TEXT EXTRACT:
__________
Author: Francesco Geminiani (1687-1762)
Editor: Richard Maunder
Publication Date: 2011
Series: Francesco Geminiani Opera Omnia
Pages: pp. 224
Size: 235x315 mm
Binding: Hardback (Cloth Hard Cover)
ISMN: 979-0-2153-1946-2
Code: GCE 3
           Contents

  Preface

  Sample Pages

Description

Geminiani’s third and last set of original concertos was published on 4 February 1748. The parts were handsomely produced, with an engraved frontispiece and a quotation from Horace. The concertos are dedicated to the Academy of Ancient Music. This was one of the leading London musical societies, founded on 1 March 1726 as the Academy of Vocal Music by a group of professional musicians – including Geminiani – and aristocratic amateurs: the society mounted regular concerts at the Crown and Anchor in the Strand. Geminiani’s statement that “in the composing of [the Opus 7 concertos] great Study and Application hath been used, to make them acceptable to the Public, and in particular to your Academy” is reminiscent of Gottlieb Muffat’s preface to his Componimenti Musicali per il Cembalo (Augsburg, c1738-1739), which says that the composition was “laborious” and cost “much effort”. Mozart’s dedication of his “Haydn” quartets, likewise, speaks of them as “the fruit of long and laborious effort”.
__________
INSTRUCTIONS:
- a) State whether each statement agrees with the catalog entry, answering yes or no and quoting the deciding words: (i) The concertos are dedicated to the Academy of Ancient Music. (ii) The Academy was founded in 1748. (iii) The volume is bound in paperback.
- b) Reproduce word for word the part of the catalog entry between "Editor: Richard Maunder" and "(Cloth Hard Cover)", inclusive.
- c) Answer these questions from the catalog entry:
(i) Who is named as the editor?
(ii) Where did the society mount its regular concerts?
(iii) How many pages does the volume have?
The lines that come after the catalog entry play no part in this work.
__________
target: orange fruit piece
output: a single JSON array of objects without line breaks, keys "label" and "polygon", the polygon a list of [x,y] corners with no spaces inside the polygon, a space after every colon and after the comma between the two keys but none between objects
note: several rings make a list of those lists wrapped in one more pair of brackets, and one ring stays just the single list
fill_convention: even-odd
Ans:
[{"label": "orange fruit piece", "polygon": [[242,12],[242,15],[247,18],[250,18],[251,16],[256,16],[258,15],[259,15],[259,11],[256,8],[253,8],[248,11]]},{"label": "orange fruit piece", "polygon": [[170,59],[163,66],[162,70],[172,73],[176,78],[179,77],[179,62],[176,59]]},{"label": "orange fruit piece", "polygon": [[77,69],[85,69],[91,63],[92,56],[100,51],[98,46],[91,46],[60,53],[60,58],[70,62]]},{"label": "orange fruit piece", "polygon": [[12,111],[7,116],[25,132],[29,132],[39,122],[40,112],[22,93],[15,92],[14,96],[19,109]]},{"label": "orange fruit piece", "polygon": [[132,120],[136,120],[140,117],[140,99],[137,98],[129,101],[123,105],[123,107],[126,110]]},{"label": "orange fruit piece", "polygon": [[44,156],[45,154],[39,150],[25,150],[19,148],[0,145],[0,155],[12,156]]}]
__________
FINAL RESULTS:
- a)
(i) Yes: "The concertos are dedicated to the Academy of Ancient Music."
(ii) No: "founded on 1 March 1726"
(iii) No: "Hardback (Cloth Hard Cover)"

- b)
Editor: Richard Maunder
Publication Date: 2011
Series: Francesco Geminiani Opera Omnia
Pages: pp. 224
Size: 235x315 mm
Binding: Hardback (Cloth Hard Cover)

- c)
(i) Richard Maunder
(ii) At the Crown and Anchor in the Strand
(iii) 224